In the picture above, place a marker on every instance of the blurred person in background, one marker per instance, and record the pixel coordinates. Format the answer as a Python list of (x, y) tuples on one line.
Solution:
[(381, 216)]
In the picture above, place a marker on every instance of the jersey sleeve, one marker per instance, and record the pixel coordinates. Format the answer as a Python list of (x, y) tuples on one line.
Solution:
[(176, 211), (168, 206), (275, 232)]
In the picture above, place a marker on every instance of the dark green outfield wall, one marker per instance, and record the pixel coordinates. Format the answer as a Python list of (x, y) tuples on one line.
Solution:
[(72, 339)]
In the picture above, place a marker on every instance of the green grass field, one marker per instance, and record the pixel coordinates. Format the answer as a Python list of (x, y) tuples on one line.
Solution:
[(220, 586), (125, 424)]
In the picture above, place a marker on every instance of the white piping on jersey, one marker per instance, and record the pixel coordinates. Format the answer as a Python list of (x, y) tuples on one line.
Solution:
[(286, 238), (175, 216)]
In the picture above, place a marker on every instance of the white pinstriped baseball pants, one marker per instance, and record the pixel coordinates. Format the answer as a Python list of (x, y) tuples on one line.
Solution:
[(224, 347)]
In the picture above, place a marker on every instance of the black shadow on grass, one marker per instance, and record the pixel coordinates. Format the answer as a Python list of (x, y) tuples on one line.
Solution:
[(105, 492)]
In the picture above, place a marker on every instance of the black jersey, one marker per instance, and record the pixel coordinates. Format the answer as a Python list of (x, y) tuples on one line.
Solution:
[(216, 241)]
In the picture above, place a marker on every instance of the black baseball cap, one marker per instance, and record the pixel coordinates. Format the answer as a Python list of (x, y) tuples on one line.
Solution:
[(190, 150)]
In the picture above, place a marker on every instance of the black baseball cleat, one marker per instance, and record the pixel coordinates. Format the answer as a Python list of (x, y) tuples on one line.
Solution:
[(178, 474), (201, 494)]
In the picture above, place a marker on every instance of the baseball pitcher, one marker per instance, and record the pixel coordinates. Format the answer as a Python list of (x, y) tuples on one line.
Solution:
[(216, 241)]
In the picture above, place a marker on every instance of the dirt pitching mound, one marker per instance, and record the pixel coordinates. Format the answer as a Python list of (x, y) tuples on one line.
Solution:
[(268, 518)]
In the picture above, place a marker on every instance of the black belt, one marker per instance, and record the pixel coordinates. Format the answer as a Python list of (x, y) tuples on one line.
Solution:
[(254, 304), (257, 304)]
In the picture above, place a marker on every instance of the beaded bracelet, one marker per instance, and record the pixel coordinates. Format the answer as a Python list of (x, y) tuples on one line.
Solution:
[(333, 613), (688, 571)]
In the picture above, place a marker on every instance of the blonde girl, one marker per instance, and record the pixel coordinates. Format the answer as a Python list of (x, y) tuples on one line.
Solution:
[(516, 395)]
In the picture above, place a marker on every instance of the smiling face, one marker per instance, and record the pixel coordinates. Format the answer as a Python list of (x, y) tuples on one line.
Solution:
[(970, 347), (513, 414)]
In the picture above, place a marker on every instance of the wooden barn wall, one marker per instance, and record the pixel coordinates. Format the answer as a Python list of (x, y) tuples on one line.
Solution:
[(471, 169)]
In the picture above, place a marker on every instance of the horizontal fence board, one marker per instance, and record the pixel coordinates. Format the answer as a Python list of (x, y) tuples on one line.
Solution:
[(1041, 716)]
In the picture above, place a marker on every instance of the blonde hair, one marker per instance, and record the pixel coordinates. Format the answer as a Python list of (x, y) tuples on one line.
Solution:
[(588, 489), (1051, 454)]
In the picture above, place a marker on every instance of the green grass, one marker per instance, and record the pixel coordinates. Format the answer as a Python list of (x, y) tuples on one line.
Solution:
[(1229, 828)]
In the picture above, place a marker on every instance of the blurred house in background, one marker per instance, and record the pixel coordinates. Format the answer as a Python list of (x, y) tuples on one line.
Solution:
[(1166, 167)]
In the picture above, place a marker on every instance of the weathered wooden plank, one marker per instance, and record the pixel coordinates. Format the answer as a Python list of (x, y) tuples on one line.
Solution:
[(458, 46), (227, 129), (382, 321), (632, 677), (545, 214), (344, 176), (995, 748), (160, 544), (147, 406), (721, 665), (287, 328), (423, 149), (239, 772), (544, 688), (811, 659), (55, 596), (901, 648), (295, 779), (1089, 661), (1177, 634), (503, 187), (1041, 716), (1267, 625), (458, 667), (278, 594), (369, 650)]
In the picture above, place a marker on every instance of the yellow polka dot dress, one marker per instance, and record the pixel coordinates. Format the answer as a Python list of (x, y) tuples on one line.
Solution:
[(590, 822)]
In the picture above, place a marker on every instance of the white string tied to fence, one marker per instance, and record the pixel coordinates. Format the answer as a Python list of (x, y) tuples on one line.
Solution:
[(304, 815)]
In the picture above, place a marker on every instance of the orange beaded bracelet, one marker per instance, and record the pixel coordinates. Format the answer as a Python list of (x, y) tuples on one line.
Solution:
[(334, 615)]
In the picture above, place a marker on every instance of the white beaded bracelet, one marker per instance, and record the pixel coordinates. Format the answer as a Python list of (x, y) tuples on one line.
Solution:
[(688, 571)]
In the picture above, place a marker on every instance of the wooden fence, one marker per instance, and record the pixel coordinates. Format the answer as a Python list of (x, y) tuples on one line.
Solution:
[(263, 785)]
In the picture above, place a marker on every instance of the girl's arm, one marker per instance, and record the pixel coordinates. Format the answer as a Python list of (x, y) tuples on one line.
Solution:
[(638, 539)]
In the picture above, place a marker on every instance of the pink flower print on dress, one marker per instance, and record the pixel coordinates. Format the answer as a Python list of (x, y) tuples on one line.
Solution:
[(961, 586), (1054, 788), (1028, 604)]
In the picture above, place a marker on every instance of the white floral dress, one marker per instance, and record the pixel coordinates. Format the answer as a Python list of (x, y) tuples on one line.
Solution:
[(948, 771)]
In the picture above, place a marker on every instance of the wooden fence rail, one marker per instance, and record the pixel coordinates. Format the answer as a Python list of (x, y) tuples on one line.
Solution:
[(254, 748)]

* _TASK GOAL_: Rewrite all of the data above as a Markdown table with two columns, "Row" and "Data line", giving each line its own numbered row and omitting any blank lines.

* _EXERCISE RESPONSE_:
| Row | Data line |
|---|---|
| 1 | In the picture above, place a marker on every instance of the blurred person in background, one marker per instance, and record the pixel coordinates. Format the answer as a Python list of (x, y) tuples on one line. |
| 2 | Solution: |
| 3 | [(381, 216)] |
| 4 | In the picture above, place a marker on every instance of the jersey sleeve, one marker per instance, and record the pixel coordinates. Format the answer as a Python list of (x, y) tuples on one line. |
| 5 | Solution: |
| 6 | [(176, 211), (168, 206), (275, 232)] |
| 7 | In the picture above, place a marker on every instance of the dark green outfield wall, one marker per instance, and record the pixel coordinates. Format the answer as a Python list of (x, y) tuples on one line. |
| 8 | Solution: |
| 9 | [(72, 339)] |
| 10 | In the picture above, place a marker on every instance of the green grass field, one marker per instance, and record the pixel coordinates. Format the answer as a Python list of (x, y) tuples on one line. |
| 11 | Solution: |
| 12 | [(220, 586), (125, 424)] |
| 13 | In the picture above, place a marker on every instance of the white piping on jersey, one marker per instance, and record the pixel coordinates. Format the answer as a Python list of (x, y) tuples on one line. |
| 14 | Solution: |
| 15 | [(286, 238), (175, 216)] |
| 16 | In the picture above, place a marker on every instance of the white pinstriped baseball pants, one marker per instance, and record the pixel coordinates. Format the answer as a Python list of (x, y) tuples on one line. |
| 17 | Solution: |
| 18 | [(224, 347)] |
| 19 | In the picture above, place a marker on every instance of the black shadow on grass, one marker per instance, and record the pixel coordinates. Format the answer as a Python list of (x, y) tuples on one line. |
| 20 | Solution: |
| 21 | [(105, 492)] |
| 22 | In the picture above, place a marker on every instance of the black jersey, one marker per instance, and record the pixel coordinates. Format the answer as a Python list of (x, y) tuples on one line. |
| 23 | Solution: |
| 24 | [(216, 241)] |
| 25 | In the picture above, place a marker on every instance of the black baseball cap, one marker per instance, and record the pixel coordinates. Format the answer as a Python list of (x, y) tuples on one line. |
| 26 | Solution: |
| 27 | [(190, 150)] |
| 28 | In the picture above, place a marker on every instance of the black baseball cleat, one marker per instance, and record the pixel coordinates. Format the answer as a Python list of (x, y) tuples on one line. |
| 29 | Solution: |
| 30 | [(178, 474), (201, 494)] |
| 31 | In the picture above, place a marker on every instance of the baseball pitcher, one marker per instance, and record the pixel coordinates. Format the answer as a Python list of (x, y) tuples on one line. |
| 32 | Solution: |
| 33 | [(216, 241)] |
| 34 | In the picture above, place a marker on every instance of the dirt pitching mound, one marker per instance, and record the pixel coordinates. Format the answer as a Python list of (x, y) tuples on one line. |
| 35 | Solution: |
| 36 | [(268, 518)] |
| 37 | In the picture above, place a marker on every instance of the black belt, one marker per instance, and record the pixel coordinates. Format the answer as a Python list of (x, y) tuples on one line. |
| 38 | Solution: |
| 39 | [(254, 304), (257, 304)] |
| 40 | In the picture above, place a marker on every instance of the beaded bracelet, one marker per instance, and record the pixel coordinates. Format the answer as a Python list of (x, y) tuples on one line. |
| 41 | Solution: |
| 42 | [(333, 613), (688, 571)] |
| 43 | In the picture above, place a marker on every instance of the blonde girl, one marker per instance, and record the pixel coordinates. Format the answer as a Python list of (x, y) tuples on one line. |
| 44 | Solution: |
| 45 | [(516, 395)] |
| 46 | In the picture above, place a marker on every instance of the smiling face, one marker per instance, and record the pixel coordinates. Format the answer as a Python list of (x, y) tuples on one line. |
| 47 | Solution: |
| 48 | [(970, 347), (513, 414)] |
| 49 | In the picture above, place a marker on every instance of the wooden barn wall, one marker per instance, and record the pixel coordinates. Format the answer as a Python list of (x, y) tuples on one line. |
| 50 | Solution: |
| 51 | [(471, 169)] |
| 52 | In the picture above, place a marker on every instance of the horizontal fence board, one marker per instance, and record the pixel coordinates. Format the answer as a Python list of (x, y) tuples on one line. |
| 53 | Solution: |
| 54 | [(1041, 716)] |
| 55 | In the picture above, place a marker on every instance of the blonde hair, one marker per instance, and record the pixel coordinates. Format the answer as a Python list of (x, y) tuples on one line. |
| 56 | Solution: |
| 57 | [(588, 489), (1051, 454)] |
| 58 | In the picture above, place a marker on every instance of the green grass, one marker per instance, and record the pixel coordinates. Format the answer as a Python list of (x, y) tuples on one line. |
| 59 | Solution: |
| 60 | [(1229, 828)] |
| 61 | In the picture above, place a marker on every instance of the blurred house in background, one marker per instance, and record the pixel coordinates. Format the answer as a Python list of (x, y) tuples on one line. |
| 62 | Solution: |
| 63 | [(1166, 167)] |
| 64 | In the picture above, place a marker on every instance of the weathered wooden plank, one marker per instance, and record the pixel coordinates. Format the answer as a Python list of (x, y) tuples on one line. |
| 65 | Solution: |
| 66 | [(458, 46), (227, 129), (382, 321), (632, 677), (545, 214), (344, 176), (995, 748), (160, 544), (147, 406), (721, 665), (287, 328), (423, 149), (239, 772), (544, 688), (811, 659), (55, 596), (901, 648), (295, 779), (1089, 661), (1177, 634), (503, 187), (1041, 716), (1267, 625), (458, 667), (278, 594), (369, 650)] |
| 67 | In the picture above, place a marker on every instance of the yellow polka dot dress, one marker per instance, and record the pixel coordinates. Format the answer as a Python list of (x, y) tuples on one line. |
| 68 | Solution: |
| 69 | [(590, 822)] |
| 70 | In the picture above, place a marker on every instance of the white string tied to fence, one marker per instance, and record the pixel coordinates. Format the answer as a Python list of (x, y) tuples on one line. |
| 71 | Solution: |
| 72 | [(304, 815)] |
| 73 | In the picture above, place a marker on every instance of the orange beaded bracelet, one marker per instance, and record the pixel coordinates. Format the answer as a Python list of (x, y) tuples on one line. |
| 74 | Solution: |
| 75 | [(334, 615)] |
| 76 | In the picture above, place a marker on every instance of the white beaded bracelet, one marker per instance, and record the pixel coordinates. Format the answer as a Python list of (x, y) tuples on one line. |
| 77 | Solution: |
| 78 | [(688, 571)] |
| 79 | In the picture above, place a marker on every instance of the wooden fence, one marker per instance, and record the pixel coordinates. Format the answer as a Python list of (x, y) tuples on one line. |
| 80 | Solution: |
| 81 | [(263, 785)] |
| 82 | In the picture above, place a marker on every instance of the girl's arm, one marker per instance, and record the pixel coordinates. Format the answer as a Python list of (x, y) tuples on one line. |
| 83 | Solution: |
| 84 | [(638, 539)] |
| 85 | In the picture above, place a marker on every instance of the pink flower print on dress, one marker per instance, and record the pixel coordinates. Format the answer as a Python list of (x, y) tuples on one line. |
| 86 | Solution: |
| 87 | [(961, 586), (1054, 788), (1028, 604)] |
| 88 | In the picture above, place a marker on every instance of the white floral dress, one marker per instance, and record the pixel coordinates. Format the answer as a Python list of (x, y) tuples on one line. |
| 89 | Solution: |
| 90 | [(948, 771)] |
| 91 | In the picture above, place a marker on every instance of the wooden fence rail, one marker per instance, and record the pixel coordinates. Format the answer as a Python list of (x, y) tuples on one line. |
| 92 | Solution: |
| 93 | [(254, 748)] |